▶ _Textauszug_:
********

Für die Pharmaindustrie haben die Regulierungen der Europäischen Union und die Inspektionen der amerikanischen Food and Drug Administration (FDA) weitreichende Konsequenzen. So müssen auch mittelständische Pharmaunternehmen, wie z. B. die Bode Chemie in Hamburg, die Integrität ihrer elektronischen Daten für die Sicherheit, Zuverlässigkeit und Qualität ihrer regulierungspflichtigen Produkte durch die Validierung nachweisen.
Um die unternehmensspezifische Validierungsstrategie festzulegen, sollten zuerst Verantwortlichkeiten, gültige Richtlinien und durchzuführende Aktivitäten in einem Masterplan dokumentiert werden. Dabei zeigen die Regulative der europäischen Länder und der USA einige allgemeine Punkte für die Validierung von Computersystemen auf:
• Sicherheit durch Eingaben von Passwörtern
• Festlegen der Anwenderidentität im System
• Einrichten eines Audit Trails
• Manuelle und systematische Überprüfung der Dateneingabe
• Verschiedene Aspekte des Hard- und Software-Lebenszyklus
• Elektronische Unterschrift
Die allgemeinen und spezifischen Anforderungen an ein validiertes IT-System kamen auch zum Tragen, als die Bode Chemie in Hamburg eine neue Unternehmenssoftware einführte. Im Rahmen einer Kick-off-Veranstaltung im November 1999 definierte der Hersteller von Desinfektions-, Reinigungs- und Konservierungsmitteln gemeinsam mit IT-Beratern die Voraussetzungen der Validierung für das mittelständische Chemieunternehmen. Detaillierte Informationen über Vor- und Nachteile der unterschiedlichen Herangehensweisen an ein solches Projekt sowie den bevorstehenden Einführungsaufwand für die betriebswirtschaftliche Software gab es aus erster Hand von einem renommierten Berater für die Validierung von Computersystemen in der pharmazeutischen Industrie.

********

▶ _Arbeitsaufträge_:
1. Fassen Sie den Textauszug in zwei Sätzen zusammen.
2. Zählen Sie sämtliche allgemeinen Punkte für die Validierung von Computersystemen auf, die laut dem Textauszug aus den Regulativen der europäischen Länder und der USA hervorgehen.

▶ _Ausgangsmaterial_:
********

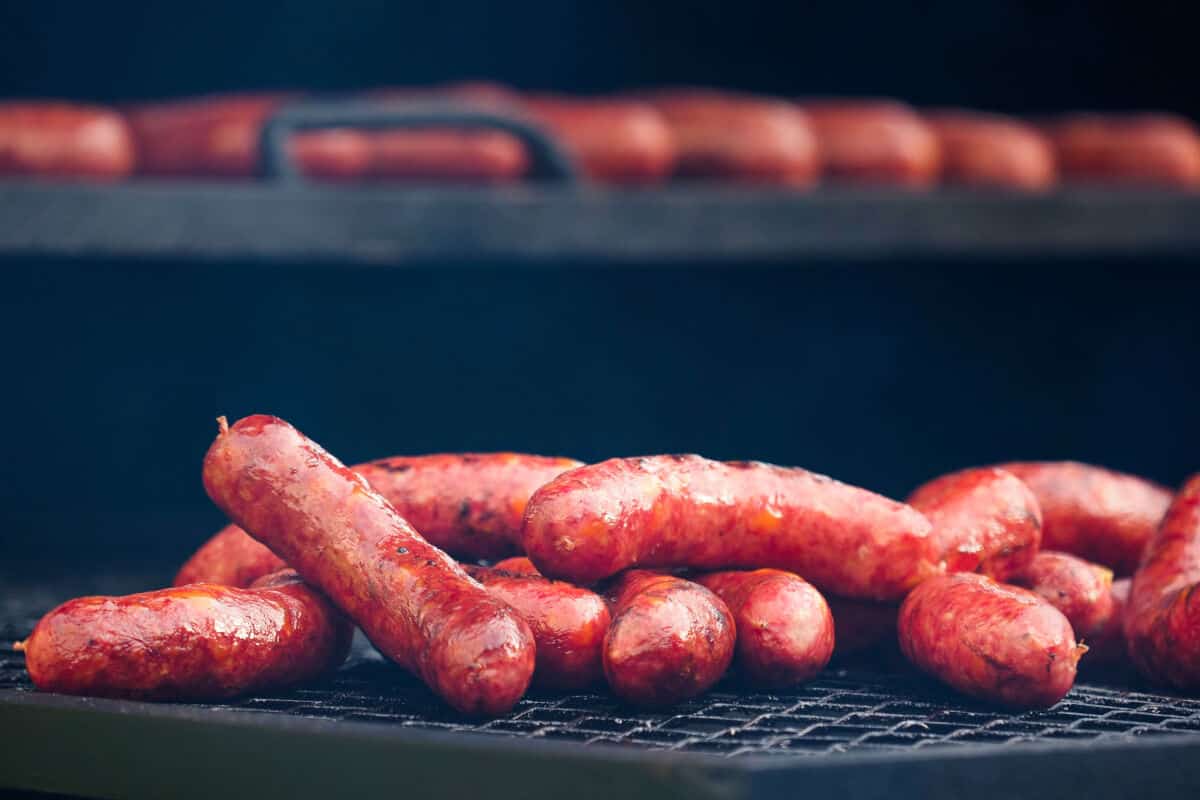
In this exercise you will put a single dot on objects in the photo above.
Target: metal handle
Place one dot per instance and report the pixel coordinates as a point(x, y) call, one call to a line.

********

▶ _Lösungen_:
1. Wegen der Regulierungen der Europäischen Union und der FDA-Inspektionen müssen auch mittelständische Pharmaunternehmen wie die Bode Chemie in Hamburg die Integrität ihrer elektronischen Daten durch Validierung nachweisen. Dafür sollten zuerst Verantwortlichkeiten, Richtlinien und Aktivitäten in einem Masterplan dokumentiert werden, und die Bode Chemie legte bei der Einführung einer neuen Unternehmenssoftware im November 1999 mit IT-Beratern die Voraussetzungen der Validierung fest.

2.
- Sicherheit durch Eingaben von Passwörtern
- Festlegen der Anwenderidentität im System
- Einrichten eines Audit Trails
- Manuelle und systematische Überprüfung der Dateneingabe
- Verschiedene Aspekte des Hard- und Software-Lebenszyklus
- Elektronische Unterschrift